■ **Task brief**:
Each entry below must be repeated exactly, with pictures left out.

+ + +

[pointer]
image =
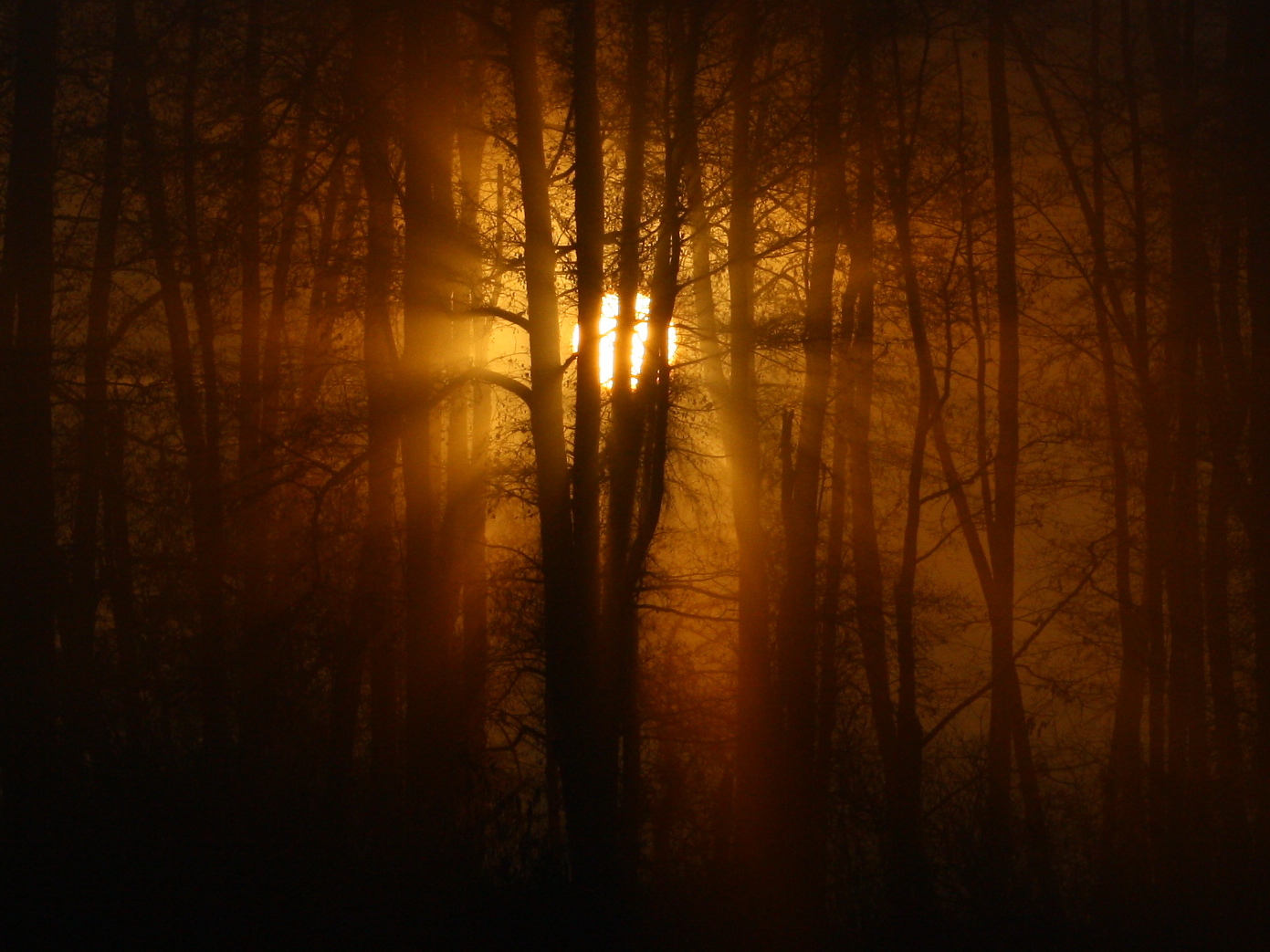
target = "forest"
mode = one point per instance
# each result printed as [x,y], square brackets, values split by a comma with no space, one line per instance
[635,474]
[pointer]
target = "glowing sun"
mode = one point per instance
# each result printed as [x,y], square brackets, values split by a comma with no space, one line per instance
[639,340]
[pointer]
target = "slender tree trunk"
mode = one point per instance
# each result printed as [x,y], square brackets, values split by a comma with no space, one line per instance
[604,659]
[796,622]
[85,579]
[1255,28]
[479,405]
[431,244]
[370,618]
[754,727]
[1001,529]
[26,522]
[202,470]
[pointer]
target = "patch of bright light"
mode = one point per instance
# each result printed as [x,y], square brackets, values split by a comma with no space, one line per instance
[639,340]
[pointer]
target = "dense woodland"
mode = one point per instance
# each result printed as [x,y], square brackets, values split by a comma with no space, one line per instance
[668,474]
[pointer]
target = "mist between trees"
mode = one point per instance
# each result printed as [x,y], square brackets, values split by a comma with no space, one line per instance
[708,474]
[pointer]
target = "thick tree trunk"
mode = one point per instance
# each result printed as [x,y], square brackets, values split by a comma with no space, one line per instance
[428,281]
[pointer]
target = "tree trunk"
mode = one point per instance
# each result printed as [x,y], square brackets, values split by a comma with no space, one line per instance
[202,465]
[796,621]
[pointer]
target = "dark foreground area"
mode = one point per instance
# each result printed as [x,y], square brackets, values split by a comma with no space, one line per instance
[177,879]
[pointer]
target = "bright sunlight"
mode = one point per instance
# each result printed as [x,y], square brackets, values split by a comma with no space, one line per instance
[608,335]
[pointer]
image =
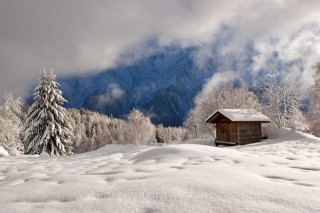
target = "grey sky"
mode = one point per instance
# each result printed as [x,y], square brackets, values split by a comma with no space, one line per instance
[76,36]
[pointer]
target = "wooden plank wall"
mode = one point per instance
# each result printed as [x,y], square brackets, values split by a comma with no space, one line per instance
[249,132]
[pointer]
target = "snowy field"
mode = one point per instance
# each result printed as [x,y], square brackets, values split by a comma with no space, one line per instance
[277,175]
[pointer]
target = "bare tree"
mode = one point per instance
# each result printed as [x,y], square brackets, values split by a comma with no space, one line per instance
[314,105]
[283,104]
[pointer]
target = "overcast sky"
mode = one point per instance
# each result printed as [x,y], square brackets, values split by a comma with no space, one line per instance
[78,36]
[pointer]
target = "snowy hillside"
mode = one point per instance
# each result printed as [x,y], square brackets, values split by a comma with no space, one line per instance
[277,175]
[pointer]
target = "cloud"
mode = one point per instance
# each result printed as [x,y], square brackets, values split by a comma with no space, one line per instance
[113,94]
[77,36]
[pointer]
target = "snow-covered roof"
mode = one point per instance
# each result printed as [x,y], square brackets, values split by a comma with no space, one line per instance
[237,115]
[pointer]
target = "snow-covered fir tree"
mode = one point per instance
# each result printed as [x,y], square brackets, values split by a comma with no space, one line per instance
[47,127]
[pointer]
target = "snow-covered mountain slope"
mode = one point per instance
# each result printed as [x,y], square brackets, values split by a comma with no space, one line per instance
[163,85]
[277,175]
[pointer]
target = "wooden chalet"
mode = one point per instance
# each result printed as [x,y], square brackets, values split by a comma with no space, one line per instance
[237,126]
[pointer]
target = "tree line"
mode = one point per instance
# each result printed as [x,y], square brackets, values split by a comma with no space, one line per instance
[46,127]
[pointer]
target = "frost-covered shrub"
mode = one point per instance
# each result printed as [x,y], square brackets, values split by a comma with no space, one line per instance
[139,129]
[11,118]
[170,135]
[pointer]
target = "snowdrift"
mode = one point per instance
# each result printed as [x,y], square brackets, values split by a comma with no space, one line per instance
[281,174]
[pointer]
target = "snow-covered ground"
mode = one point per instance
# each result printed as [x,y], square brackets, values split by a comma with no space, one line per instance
[3,152]
[277,175]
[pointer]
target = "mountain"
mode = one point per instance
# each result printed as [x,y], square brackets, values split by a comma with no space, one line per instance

+ + +

■ **Answer to the problem**:
[pointer]
image =
target = "forest"
mode = one point per instance
# each result printed as [x,y], square brackets, values split by a comma with no space, one line per instance
[635,474]
[pointer]
target = "glowing sun"
mode = one point per instance
# each result printed as [x,y], square brackets, values split by a comma with no space, one line per instance
[639,340]
[pointer]
target = "slender tree trunk"
mode = one point per instance
# each result printed as [x,y], square brackets, values split by a comma with no space, one line per instance
[604,659]
[796,622]
[85,579]
[1255,28]
[479,405]
[431,244]
[370,618]
[754,727]
[1001,529]
[26,522]
[202,470]
[pointer]
target = "patch of bright light"
mode = one point per instance
# each result printed as [x,y], square brackets, values split by a comma with no space, one line per instance
[639,340]
[pointer]
target = "dense woodland"
mode = one point per instance
# each result printed as [x,y], square brackets, values split by a comma with no space, one line per instance
[668,474]
[pointer]
target = "mist between trees"
mode = one point per instance
# each result printed as [x,y], square brackets, values split by a comma with no space, one line per instance
[708,474]
[pointer]
target = "thick tree trunk"
mode = one point per instance
# each result printed as [x,y], square brackets, values split by a comma with no space, one line per instance
[428,281]
[pointer]
target = "tree trunk"
mode = one point per instance
# each result printed as [x,y], square brackets, values split by a comma with no space, one line per instance
[202,465]
[796,621]
[pointer]
target = "dark foreground area"
mode = one point per instance
# each result printed as [x,y], square brackets, values split by a comma with no space, one line per instance
[177,879]
[pointer]
target = "bright sunlight"
mode = one point per instance
# each result printed as [x,y], square brackets, values split by a comma with no space, one line per instance
[608,335]
[pointer]
image =
target = "grey sky"
mode = one point per instance
# each result printed as [x,y], square brackets, values split by a comma with no space, one line per instance
[76,36]
[pointer]
target = "wooden plank wall"
mode = one point per instance
# each result printed as [x,y], square brackets, values split by a comma with no space, one line per instance
[249,132]
[pointer]
target = "snowy field"
mode = one point per instance
# each result printed as [x,y], square brackets, values split by a comma with no space, one line per instance
[277,175]
[pointer]
target = "bare tree"
mode = one point per instance
# each result printed as [x,y], square brackets, values split by a comma with no space, one line per instance
[314,105]
[283,104]
[pointer]
target = "overcast sky"
mode = one point per instance
# each result printed as [x,y], square brackets, values split by a comma with no space, one line per instance
[78,36]
[pointer]
target = "snowy hillside"
mode = one point per instance
# each result printed as [x,y], square brackets, values split by a comma with no space, one line per instance
[277,175]
[pointer]
target = "cloud"
mode = one point per instance
# each result printed as [x,y], square brackets, values split by a comma with no space, one line per instance
[113,94]
[77,36]
[pointer]
target = "snow-covered roof"
mode = one point per instance
# each result printed as [x,y], square brackets, values split by a comma with no space, one line per instance
[237,115]
[pointer]
target = "snow-covered fir tree"
mode = one point per instance
# each result printed as [x,y], square brackets, values split by a comma with no space, one line per instance
[47,127]
[pointer]
target = "snow-covered mountain slope"
mode = one point per instance
# each result printed as [x,y], square brackets, values split by a comma with no space, one line per instance
[163,85]
[277,175]
[pointer]
target = "wooden chalet"
mode = one point per instance
# each result printed as [x,y], square brackets, values split by a comma with no space, one line per instance
[237,126]
[pointer]
target = "tree line"
mode = one point per instance
# each result printed as [x,y], square brackets, values split by a comma with no space, one line per instance
[46,127]
[pointer]
target = "frost-covered shrub"
mode = one point per instance
# each result printed as [x,y], square brackets, values split by a comma with no space, one line per instance
[139,129]
[11,118]
[170,135]
[pointer]
target = "snowdrift"
mode = one point per instance
# each result printed as [x,y], square brackets, values split by a comma with no space, one line per instance
[281,174]
[pointer]
target = "snow-covered ground"
mode = one point per instance
# each result printed as [x,y], square brackets, values split by a comma with no space, one line per instance
[3,152]
[277,175]
[pointer]
target = "mountain"
mode = one point per instance
# each result printed as [x,y], square brackets, values split by a comma with no space, one line per instance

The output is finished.